Please show each line in the records below that contains the word "building". Case counts, so match capitalization.
········
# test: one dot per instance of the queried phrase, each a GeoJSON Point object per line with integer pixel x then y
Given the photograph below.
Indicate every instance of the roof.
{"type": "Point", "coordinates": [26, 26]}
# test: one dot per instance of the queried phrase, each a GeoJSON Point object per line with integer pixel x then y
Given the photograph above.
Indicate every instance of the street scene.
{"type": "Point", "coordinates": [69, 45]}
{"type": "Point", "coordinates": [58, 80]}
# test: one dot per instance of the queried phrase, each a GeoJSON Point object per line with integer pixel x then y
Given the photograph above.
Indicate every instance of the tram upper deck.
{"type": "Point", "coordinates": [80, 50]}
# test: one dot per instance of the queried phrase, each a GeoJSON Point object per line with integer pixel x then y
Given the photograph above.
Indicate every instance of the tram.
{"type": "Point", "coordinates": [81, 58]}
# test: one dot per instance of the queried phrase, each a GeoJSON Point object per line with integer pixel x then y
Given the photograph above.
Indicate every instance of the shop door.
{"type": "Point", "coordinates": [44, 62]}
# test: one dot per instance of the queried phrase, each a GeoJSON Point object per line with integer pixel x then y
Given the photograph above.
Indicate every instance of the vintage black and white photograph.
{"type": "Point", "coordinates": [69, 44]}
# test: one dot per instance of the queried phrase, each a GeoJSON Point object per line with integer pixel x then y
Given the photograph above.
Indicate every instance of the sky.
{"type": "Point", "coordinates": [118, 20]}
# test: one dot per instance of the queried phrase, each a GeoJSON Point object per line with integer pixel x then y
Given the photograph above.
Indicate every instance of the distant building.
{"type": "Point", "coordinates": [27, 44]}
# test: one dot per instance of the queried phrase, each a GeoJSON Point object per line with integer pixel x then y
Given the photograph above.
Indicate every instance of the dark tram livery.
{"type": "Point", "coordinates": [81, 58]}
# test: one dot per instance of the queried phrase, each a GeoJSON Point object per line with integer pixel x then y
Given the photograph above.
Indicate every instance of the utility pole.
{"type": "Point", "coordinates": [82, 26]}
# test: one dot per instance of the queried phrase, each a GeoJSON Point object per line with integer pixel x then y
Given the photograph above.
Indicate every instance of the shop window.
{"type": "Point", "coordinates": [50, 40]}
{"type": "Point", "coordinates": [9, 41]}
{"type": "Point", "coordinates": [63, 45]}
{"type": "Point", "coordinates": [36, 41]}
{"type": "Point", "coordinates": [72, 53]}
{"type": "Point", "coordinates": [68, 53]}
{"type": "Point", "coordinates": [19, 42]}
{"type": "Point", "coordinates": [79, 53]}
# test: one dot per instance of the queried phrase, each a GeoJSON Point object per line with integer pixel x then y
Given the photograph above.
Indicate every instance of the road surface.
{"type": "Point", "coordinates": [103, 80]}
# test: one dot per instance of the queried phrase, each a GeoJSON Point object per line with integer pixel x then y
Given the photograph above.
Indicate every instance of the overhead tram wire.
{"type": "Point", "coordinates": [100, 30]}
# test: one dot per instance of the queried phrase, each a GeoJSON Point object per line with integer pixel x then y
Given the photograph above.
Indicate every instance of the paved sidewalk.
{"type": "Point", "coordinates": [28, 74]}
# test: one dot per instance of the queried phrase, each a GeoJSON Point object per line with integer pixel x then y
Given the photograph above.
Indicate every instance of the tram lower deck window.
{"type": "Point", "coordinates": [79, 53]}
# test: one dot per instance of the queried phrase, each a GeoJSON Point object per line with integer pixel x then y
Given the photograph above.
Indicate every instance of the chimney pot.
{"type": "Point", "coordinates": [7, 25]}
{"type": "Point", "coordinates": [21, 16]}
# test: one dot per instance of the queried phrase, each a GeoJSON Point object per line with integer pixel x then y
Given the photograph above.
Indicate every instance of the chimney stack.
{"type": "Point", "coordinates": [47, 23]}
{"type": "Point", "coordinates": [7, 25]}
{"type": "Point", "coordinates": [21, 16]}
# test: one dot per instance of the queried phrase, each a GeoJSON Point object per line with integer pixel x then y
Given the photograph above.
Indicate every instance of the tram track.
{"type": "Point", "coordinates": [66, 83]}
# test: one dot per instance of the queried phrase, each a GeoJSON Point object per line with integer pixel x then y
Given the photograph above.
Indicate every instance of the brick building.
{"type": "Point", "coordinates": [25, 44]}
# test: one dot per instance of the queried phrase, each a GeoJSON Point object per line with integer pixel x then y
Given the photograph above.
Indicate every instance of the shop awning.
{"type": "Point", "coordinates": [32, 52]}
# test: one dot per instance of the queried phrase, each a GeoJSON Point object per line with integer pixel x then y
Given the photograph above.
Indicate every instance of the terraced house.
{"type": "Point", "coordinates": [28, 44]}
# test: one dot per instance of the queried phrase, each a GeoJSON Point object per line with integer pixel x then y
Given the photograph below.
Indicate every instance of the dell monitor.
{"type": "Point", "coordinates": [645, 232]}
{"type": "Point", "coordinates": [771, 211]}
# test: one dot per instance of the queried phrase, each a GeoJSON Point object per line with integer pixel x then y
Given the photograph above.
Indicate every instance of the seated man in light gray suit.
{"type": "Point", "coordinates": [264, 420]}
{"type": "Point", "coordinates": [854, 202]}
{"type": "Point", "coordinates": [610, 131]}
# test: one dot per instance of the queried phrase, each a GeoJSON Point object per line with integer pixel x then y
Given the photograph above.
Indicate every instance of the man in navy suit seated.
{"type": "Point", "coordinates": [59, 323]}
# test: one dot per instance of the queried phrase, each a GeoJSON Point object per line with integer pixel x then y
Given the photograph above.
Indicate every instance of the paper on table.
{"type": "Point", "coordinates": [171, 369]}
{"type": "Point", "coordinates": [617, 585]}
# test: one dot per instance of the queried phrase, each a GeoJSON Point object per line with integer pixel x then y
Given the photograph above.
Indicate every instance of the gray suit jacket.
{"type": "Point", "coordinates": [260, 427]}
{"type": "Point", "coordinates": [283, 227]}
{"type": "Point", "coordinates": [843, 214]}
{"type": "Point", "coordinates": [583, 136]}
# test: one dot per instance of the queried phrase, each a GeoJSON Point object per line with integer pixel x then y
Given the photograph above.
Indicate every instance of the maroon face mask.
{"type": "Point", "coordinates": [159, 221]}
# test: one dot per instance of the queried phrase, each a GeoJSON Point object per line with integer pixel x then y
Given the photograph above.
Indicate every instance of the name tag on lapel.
········
Answer in full -
Indicate every instance of the distant building.
Indicate every instance of the brick building.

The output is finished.